--- SELECTED TEXT ---
Another panel is target therapies; certain cancers have targets for very clever drugs that attach directly to cancer cells at certain cell sites to blow them up – a bit more PAC-MAN-like and less Asteroids-like. If the cancer has this personality (HER2 positive), then these clever drugs are needed. Herceptin (trastuzumab) is a well-known example. More of these drugs are becoming available as more target areas are found on cancer cells.
Another panel today, albeit small for breast cancer, is immunotherapy. These are drugs that manipulate the immune system so as to kill the cancer. This therapy has revolutionised melanoma survival.
Smaller panels, that are interspersed with larger ones, are equally important but often forgotten. They are drugs for bone care and bone strength, as well as medicines for supportive care during treatment and pain control.
The next few panels are chemotherapy, and represent a variety of combinations of chemotherapies that are given (think antibiotics) – different combinations of drugs, mostly given as a drip, but sometimes as tablets. Certain combinations are given for certain types of cancers, and certain combinations are chosen depending on the medical background of the patient. Some chemotherapies are given before surgery, and others afterwards.
So who gets chemotherapy?
The question everyone asks. Well, any cancers that are not oestrogen or progesterone sensitive (triple-negative); any cancer that is HER2 positive; most cancers that have spread to the lymph nodes; and most cancers that have a high Ki-67 score. How high is high? A Ki-67 score over 15% is considered a luminal B breast cancer, and encourages a discussion in the multi-disciplinary meeting (MDM) about chemotherapy.
Why do some patients start with chemoTHERAPY then only have surgery?
If the cancer is big and in the glands, most units would suggest starting with chemotherapy. If the cancer is a triple-negative with a high Ki-67 score or a HER2 positive cancer, a discussion in the MDM will likely be suggesting to kill the cancer first.
Remember, there is always fine print in any contract or fine-tuning of any recipe. With very small cancers under 5mm, it’s debatable whether there is need for certain treatments. Please insist that your cancer treatment is discussed in a MDM, and that you’re given feedback on the opinions offered.

--- INFORMATION SHOWN ---
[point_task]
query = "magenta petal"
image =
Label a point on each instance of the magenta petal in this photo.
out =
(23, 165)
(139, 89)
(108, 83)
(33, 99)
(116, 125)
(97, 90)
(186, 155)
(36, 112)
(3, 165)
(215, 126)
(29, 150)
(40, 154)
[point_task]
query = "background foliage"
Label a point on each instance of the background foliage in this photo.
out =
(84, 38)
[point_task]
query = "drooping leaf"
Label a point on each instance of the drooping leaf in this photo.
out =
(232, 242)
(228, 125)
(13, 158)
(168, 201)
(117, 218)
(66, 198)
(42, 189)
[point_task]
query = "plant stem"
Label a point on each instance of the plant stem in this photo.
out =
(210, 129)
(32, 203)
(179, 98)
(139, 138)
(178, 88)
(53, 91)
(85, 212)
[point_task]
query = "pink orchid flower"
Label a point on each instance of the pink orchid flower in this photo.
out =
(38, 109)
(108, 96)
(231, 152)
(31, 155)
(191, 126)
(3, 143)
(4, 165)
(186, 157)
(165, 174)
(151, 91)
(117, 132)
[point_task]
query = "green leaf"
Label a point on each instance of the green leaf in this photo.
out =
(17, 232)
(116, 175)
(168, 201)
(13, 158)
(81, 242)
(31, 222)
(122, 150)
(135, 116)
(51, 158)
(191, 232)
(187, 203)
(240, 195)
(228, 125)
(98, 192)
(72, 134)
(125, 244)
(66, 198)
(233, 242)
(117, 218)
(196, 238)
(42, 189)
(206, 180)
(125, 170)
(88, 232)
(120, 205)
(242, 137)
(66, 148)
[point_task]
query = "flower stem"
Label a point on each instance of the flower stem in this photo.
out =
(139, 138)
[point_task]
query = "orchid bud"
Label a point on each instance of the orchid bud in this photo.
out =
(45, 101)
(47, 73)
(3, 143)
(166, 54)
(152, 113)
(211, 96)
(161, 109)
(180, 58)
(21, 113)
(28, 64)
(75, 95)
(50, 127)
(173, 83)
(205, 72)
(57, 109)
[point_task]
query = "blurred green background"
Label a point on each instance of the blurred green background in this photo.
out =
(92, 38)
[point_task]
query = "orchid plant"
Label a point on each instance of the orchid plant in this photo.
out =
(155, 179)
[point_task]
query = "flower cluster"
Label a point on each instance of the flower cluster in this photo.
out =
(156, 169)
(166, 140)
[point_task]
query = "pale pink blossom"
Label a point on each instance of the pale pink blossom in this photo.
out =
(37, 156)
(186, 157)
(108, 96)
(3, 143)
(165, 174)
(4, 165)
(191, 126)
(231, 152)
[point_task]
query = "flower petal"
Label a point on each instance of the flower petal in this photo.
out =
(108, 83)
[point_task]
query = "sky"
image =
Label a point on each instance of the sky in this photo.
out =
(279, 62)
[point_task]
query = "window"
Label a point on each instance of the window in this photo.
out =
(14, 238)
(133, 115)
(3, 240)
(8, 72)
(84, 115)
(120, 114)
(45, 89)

==

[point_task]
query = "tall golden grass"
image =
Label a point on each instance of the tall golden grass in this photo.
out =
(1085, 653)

--- WORK TO COMPLETE ---
[1] Revise everything from "So who gets" down to "the cancer first." in the breast cancer treatment text, replacing "triple-negative" with "TNBC".
[2] Answer these questions using the breast cancer treatment text:
(a) Which drug is named as a well-known example of a target therapy?
(b) Survival from which cancer has immunotherapy revolutionized?
(c) A Ki-67 score over what percentage is considered a luminal B breast cancer?
[3] Write the next part of the breast cancer treatment text, picking up after its last sentence.
The lines are separate material with no connection to the breast cancer treatment text.

--- ANSWERS PROVIDED ---
[1]
So who gets chemotherapy?
The question everyone asks. Well, any cancers that are not oestrogen or progesterone sensitive (TNBC); any cancer that is HER2 positive; most cancers that have spread to the lymph nodes; and most cancers that have a high Ki-67 score. How high is high? A Ki-67 score over 15% is considered a luminal B breast cancer, and encourages a discussion in the multi-disciplinary meeting (MDM) about chemotherapy.
Why do some patients start with chemoTHERAPY then only have surgery?
If the cancer is big and in the glands, most units would suggest starting with chemotherapy. If the cancer is a TNBC with a high Ki-67 score or a HER2 positive cancer, a discussion in the MDM will likely be suggesting to kill the cancer first.

[2]
(a) Herceptin (trastuzumab)
(b) Melanoma
(c) 15%

[3]
The small spokes under the umbrella represent genetic profiling. By profiling certain tumours, you can fine-tune or change what panels may or may not be needed. Genetic profiling is a topic I will discuss
in detail at some brave stage! The simplest comparison is looking at the engine inside the car – what drives the motor and what keeps the motor running.
The stick of the umbrella represents the biology of the tumour – the pathology obtained by a core needle biopsy. Not a surgical biopsy (starting to sound like a nag)!
The mechanism that opens the umbrella is the radiological assessment of the size of tumour, and, most importantly, the lymph node assessment – involved or not; a sentinel lymph node biopsy may be needed.
The handle is surgery and radiation. A single handle means surgery only (no need for radiation). This is a small subset of women choosing mastectomies, who don’t have affected lymph nodes.
A double handle is the addition of radiation. More secure, and given to anyone with affected lymph nodes or anyone having a breast-saving operation. The handles are held together by good reconstructive (oncoplastic) techniques.
So, you can see under the umbrella is the local treatment, which is independent of the umbrella. The umbrella protects you from the acid rain of cancer cells that may fall and not be seen.
Thinking of the scene in Singing in The Rain with Gene Kelly: it’s happy yet bizarre; maybe the joy invoked from the song is in the not getting wet?
So the next time a friend or patient asks “Can I avoid chemotherapy?”, remember the answer is “No”.
One can choose local treatment up to a point but oncology treatments are independent of surgery; and safety should always be the best goal.